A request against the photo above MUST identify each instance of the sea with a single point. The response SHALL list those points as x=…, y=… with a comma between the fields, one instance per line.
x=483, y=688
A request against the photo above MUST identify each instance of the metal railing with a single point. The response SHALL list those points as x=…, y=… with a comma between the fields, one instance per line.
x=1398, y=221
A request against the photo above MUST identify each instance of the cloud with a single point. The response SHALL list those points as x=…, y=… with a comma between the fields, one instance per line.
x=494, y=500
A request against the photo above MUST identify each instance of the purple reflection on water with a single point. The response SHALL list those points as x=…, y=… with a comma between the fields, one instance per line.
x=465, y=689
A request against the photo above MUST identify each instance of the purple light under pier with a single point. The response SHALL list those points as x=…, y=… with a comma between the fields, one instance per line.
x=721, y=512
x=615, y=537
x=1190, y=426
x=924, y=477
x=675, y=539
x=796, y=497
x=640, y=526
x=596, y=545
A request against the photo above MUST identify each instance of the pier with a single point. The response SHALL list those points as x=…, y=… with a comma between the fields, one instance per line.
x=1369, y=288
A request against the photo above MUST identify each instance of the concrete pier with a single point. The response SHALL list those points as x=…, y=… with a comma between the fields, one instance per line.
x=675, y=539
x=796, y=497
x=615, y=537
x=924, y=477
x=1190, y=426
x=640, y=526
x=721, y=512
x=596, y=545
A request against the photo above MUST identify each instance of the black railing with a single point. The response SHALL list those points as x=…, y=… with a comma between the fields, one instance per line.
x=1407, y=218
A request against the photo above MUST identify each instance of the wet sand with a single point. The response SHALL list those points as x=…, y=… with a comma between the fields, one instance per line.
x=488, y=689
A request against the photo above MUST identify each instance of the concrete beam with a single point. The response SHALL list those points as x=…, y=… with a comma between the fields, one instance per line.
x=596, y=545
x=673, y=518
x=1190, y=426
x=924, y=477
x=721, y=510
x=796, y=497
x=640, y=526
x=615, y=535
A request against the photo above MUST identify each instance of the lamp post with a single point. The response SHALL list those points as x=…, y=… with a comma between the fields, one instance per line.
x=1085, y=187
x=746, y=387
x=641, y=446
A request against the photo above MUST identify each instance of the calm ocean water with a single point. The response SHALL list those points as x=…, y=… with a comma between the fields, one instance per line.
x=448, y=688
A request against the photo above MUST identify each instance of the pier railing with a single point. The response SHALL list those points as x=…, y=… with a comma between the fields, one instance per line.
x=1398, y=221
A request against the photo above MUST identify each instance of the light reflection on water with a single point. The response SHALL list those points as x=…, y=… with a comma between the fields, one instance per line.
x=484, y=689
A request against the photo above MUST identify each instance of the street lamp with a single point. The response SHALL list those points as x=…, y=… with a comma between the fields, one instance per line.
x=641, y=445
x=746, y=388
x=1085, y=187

-- WHAT THIS TASK INVOLVES --
Copy out all of the records again, replacing "single point" with "single marker" wherever it occurs and leaving everything else as it is.

-- TASK ANSWER --
A request against the photo above MUST identify each instance of the sea with a single marker. The response SHALL list those points as x=…, y=… with a comma between the fields, one instance per line.
x=483, y=688
A request against the photo above MUST identify each instance of the metal railing with a single marker. The response SHALL list those points as x=…, y=… with a comma between the fields, one instance per line.
x=1398, y=221
A request against the photo above MUST identify each instance of the cloud with a single marker. The response SHALL list those points as x=…, y=… with a comma between the fields, one instance per line.
x=494, y=500
A request against the photo above MUST identify each instance of the purple reflection on water with a single marker. The response SHALL list those points as x=…, y=… with a comma between the fields, one instance per line.
x=465, y=689
A request against the photo above MUST identify each instance of the purple light under pier with a single marker. The response SHALL list those points as x=…, y=… with a comma between the fields, one instance per line.
x=721, y=512
x=615, y=537
x=1190, y=426
x=924, y=477
x=675, y=539
x=796, y=497
x=640, y=526
x=596, y=545
A request against the photo above MUST identify each instance of the pier with a single marker. The response SHALL list those points as x=…, y=… with a comma between the fields, one instance per line.
x=1369, y=288
A request against the photo above MUST identify each instance of the concrete pier with a single marker. The response SHALL list those points as x=…, y=… with a comma between the fields, one instance per line.
x=675, y=539
x=796, y=497
x=615, y=537
x=924, y=477
x=1190, y=426
x=640, y=526
x=721, y=512
x=596, y=545
A request against the photo above MUST identify each instance of the black railing with a single marker. The response SHALL list those points as x=…, y=… with a comma between the fields, one instance per line.
x=1407, y=218
A request against the photo above MUST identify each instance of the wet sand with a single marker. The response SHALL list those points as x=…, y=… with a comma between the fields, one instance per line.
x=488, y=689
A request against the photo above MUST identify each instance of the concrete beam with a single marker. The response SHALL list those points as x=…, y=… with a comma between the fields, one instance per line.
x=596, y=545
x=673, y=518
x=1190, y=426
x=924, y=477
x=721, y=510
x=796, y=497
x=640, y=526
x=615, y=535
A request against the photo above MUST identify each instance of the lamp post with a single marker. The response SHALL list those points as x=…, y=… with a comma between the fields, one instance per line.
x=1085, y=187
x=746, y=387
x=641, y=446
A request against the photo above MUST identify each instance of the calm ocean water with a single marker. The response SHALL list those points as x=…, y=… with a comma between the fields, one instance per line.
x=448, y=688
A request against the photo above MUST identify each instance of the pier railing with a single marker. The response SHALL list those points as x=…, y=… with a comma between the fields, one instance per line.
x=1398, y=221
A request against the photo above MUST identify each instance of the light reflection on water with a single marker. The response SHALL list those points as x=…, y=… with a comma between the fields, one instance per line.
x=484, y=689
A request against the photo above MUST identify each instance of the street lamp with a single marker. The response SHALL list those points as x=…, y=… with a comma between the fields, one instance per line.
x=641, y=445
x=746, y=388
x=1085, y=187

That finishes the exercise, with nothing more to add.